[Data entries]
•••

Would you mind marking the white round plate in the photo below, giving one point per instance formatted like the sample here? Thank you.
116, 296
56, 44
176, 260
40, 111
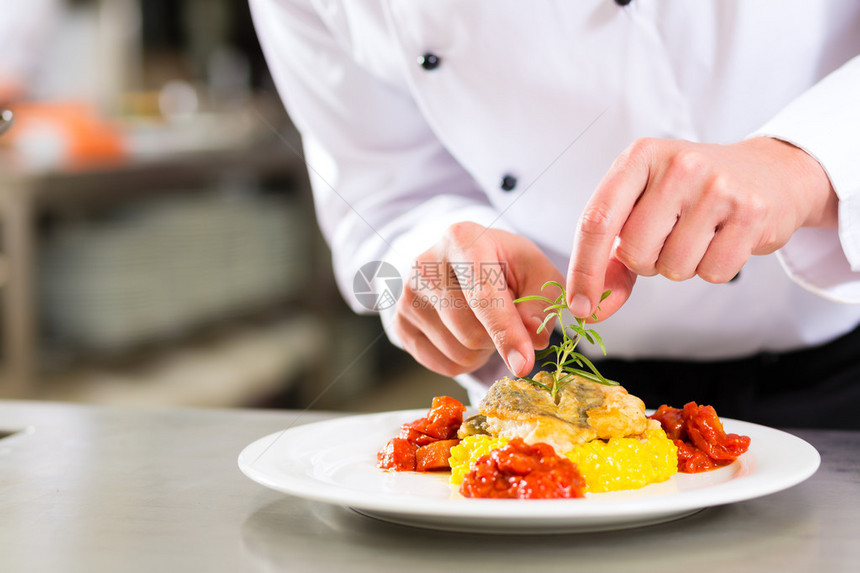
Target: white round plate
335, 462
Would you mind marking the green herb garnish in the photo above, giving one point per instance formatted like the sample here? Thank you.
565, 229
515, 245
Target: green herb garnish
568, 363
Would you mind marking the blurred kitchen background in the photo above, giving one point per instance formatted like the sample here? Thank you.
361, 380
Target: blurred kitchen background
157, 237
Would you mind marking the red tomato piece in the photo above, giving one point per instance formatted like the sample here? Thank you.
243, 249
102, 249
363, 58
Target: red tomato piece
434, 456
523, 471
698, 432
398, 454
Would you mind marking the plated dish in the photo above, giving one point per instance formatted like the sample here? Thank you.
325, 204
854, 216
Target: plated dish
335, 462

•••

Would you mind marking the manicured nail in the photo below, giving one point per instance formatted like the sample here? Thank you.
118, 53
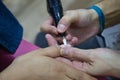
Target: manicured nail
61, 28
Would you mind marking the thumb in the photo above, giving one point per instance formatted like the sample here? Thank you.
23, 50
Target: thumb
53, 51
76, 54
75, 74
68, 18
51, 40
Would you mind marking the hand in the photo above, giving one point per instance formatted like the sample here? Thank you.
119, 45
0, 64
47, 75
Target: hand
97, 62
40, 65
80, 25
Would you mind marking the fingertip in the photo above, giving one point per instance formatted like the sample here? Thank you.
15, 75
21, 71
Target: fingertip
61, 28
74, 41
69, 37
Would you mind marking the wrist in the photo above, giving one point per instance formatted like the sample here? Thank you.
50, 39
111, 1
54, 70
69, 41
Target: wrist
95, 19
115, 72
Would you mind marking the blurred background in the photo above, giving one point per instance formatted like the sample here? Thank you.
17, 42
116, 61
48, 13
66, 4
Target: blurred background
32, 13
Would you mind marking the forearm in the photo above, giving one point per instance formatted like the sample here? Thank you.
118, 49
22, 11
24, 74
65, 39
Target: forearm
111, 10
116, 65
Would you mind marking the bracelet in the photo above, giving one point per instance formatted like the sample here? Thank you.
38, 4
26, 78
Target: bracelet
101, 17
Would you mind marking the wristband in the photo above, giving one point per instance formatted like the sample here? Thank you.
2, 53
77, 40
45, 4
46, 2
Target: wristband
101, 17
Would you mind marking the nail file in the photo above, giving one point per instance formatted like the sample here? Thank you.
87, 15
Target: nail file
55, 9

•••

### Instructions for the task
What is needed is every line of the records that contains the word "below".

### Answer to this problem
Would you mind marking the white round plate in the photo below, giving one point per instance formatted like the sample here? Thank you.
Would you mind marking the manicured nail in the photo below, giving one point per instance formatted like the sample here? Thank you.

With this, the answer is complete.